- _STATED GOAL_: Render everything below from the line containing "# trace the outline of every instance of the pink" down to the line containing "POLYGON ((850 724, 859", both lines included, as a numbered list, omitting any blank lines.
-- Start SUPPLIED INFORMATION --
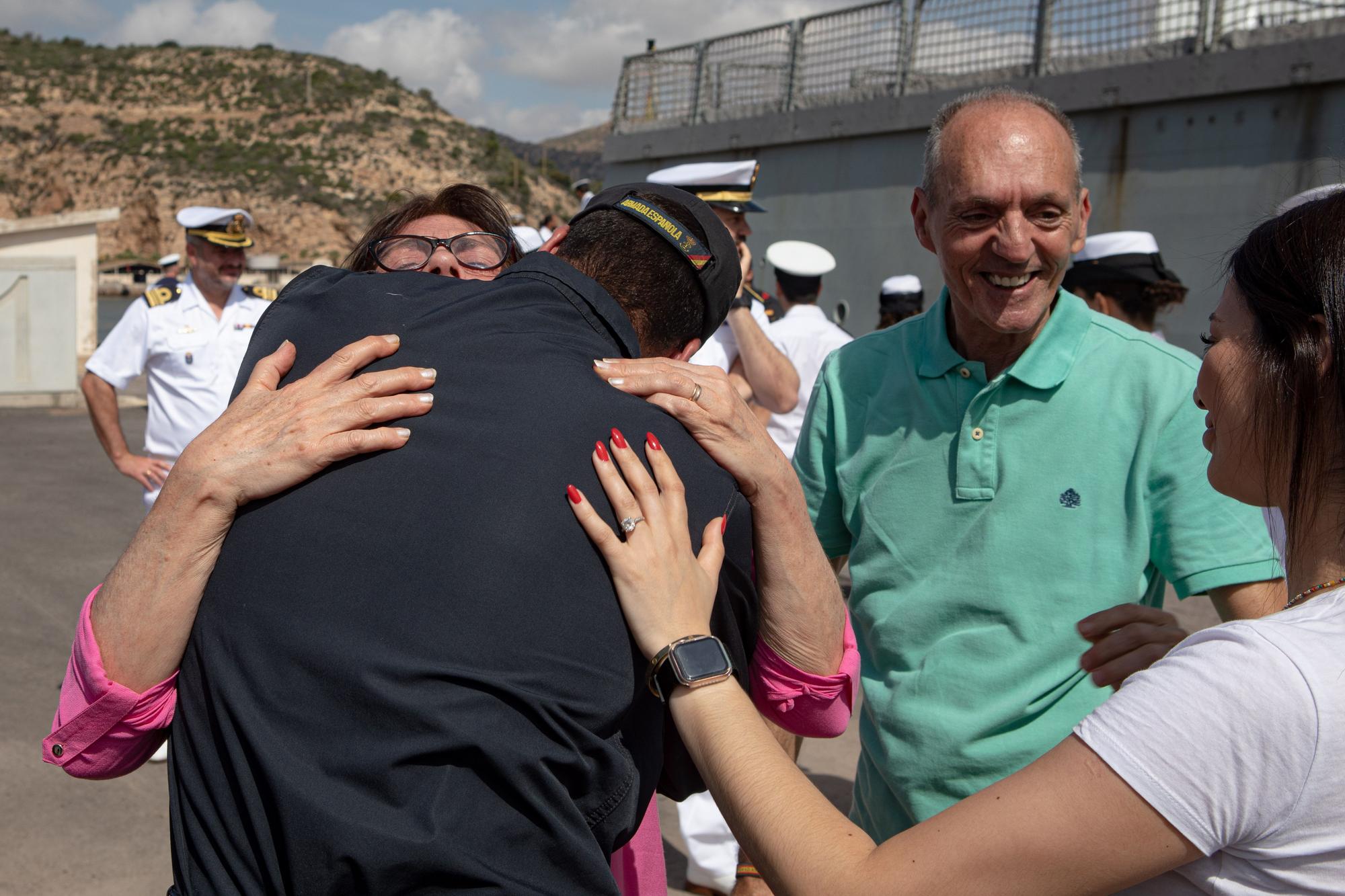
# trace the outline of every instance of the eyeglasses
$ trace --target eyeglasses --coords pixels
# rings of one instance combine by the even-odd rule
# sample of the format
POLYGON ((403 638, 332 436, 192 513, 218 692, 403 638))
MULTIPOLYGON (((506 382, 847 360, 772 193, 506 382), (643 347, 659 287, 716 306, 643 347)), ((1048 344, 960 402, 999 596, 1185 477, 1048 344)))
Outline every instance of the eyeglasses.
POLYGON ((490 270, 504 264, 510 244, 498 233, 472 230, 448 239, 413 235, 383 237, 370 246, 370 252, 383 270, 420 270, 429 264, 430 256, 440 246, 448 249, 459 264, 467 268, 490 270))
-- End SUPPLIED INFORMATION --
-- Start SUPPLIED INFORMATION --
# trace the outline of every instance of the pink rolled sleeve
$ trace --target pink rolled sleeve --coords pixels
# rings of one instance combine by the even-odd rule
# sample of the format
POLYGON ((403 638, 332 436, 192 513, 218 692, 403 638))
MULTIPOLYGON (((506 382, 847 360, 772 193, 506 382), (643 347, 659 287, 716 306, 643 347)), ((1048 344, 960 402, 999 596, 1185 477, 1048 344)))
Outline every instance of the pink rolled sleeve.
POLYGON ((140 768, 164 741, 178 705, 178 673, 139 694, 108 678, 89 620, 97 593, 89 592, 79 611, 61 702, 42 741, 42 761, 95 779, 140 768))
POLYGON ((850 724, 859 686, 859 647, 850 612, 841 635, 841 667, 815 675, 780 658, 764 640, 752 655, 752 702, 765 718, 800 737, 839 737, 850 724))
-- End SUPPLIED INFORMATION --
-- Start SUPPLIED INFORMATION --
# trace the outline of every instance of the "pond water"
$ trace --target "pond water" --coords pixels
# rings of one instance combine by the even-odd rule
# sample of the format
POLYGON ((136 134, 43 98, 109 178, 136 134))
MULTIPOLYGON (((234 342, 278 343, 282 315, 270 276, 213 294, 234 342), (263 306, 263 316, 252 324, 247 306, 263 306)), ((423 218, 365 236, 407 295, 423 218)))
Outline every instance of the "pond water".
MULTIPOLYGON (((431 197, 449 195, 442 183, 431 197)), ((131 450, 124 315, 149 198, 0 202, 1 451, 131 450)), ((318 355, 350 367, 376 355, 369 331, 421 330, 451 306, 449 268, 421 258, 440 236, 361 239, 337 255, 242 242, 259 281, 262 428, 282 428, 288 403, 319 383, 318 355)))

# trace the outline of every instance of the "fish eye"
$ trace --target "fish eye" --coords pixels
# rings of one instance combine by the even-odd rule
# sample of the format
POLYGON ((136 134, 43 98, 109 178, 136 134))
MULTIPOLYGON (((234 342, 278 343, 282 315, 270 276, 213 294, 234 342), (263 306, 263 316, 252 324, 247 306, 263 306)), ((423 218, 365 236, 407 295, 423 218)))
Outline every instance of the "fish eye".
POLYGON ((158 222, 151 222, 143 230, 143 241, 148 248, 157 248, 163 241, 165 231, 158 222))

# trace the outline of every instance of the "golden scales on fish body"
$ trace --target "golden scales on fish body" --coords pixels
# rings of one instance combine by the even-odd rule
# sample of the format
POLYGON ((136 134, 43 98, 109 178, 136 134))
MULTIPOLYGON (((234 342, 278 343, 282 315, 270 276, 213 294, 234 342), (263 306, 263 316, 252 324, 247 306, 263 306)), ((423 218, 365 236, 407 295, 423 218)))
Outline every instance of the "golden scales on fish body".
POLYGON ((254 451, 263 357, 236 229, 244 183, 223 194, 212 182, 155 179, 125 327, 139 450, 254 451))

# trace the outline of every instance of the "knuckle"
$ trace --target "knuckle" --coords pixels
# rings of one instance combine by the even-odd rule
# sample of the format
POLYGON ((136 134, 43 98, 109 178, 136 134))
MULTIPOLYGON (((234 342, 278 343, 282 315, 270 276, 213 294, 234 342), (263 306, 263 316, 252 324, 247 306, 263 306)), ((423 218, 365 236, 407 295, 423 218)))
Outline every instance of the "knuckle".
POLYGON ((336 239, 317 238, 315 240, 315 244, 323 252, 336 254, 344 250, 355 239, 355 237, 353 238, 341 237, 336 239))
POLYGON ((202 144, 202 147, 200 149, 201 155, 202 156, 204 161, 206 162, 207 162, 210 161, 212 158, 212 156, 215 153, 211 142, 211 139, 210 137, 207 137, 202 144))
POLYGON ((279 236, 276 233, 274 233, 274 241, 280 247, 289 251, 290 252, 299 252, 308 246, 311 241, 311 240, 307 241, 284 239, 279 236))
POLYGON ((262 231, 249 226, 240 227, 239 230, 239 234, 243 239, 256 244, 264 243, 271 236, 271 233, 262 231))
-- End SUPPLIED INFORMATION --
- _PROBLEM SOLUTION_:
1. # trace the outline of every instance of the pink rolled sleeve
2. $ trace --target pink rolled sleeve --coords pixels
3. # rings of one instance combine by the even-odd rule
4. # sample of the format
5. POLYGON ((403 638, 332 436, 192 513, 218 692, 403 638))
6. MULTIPOLYGON (((506 382, 847 360, 772 193, 506 382), (643 347, 659 287, 716 306, 643 347)), ((1048 344, 960 402, 999 596, 1185 477, 1048 344)))
7. Outline every instance of the pink rolled sleeve.
8. POLYGON ((140 768, 164 741, 178 705, 178 673, 139 694, 108 678, 89 620, 97 593, 89 592, 79 611, 61 702, 42 741, 42 761, 95 779, 140 768))
9. POLYGON ((850 724, 859 686, 859 647, 850 612, 841 635, 841 667, 815 675, 780 658, 764 640, 752 655, 752 702, 765 718, 800 737, 839 737, 850 724))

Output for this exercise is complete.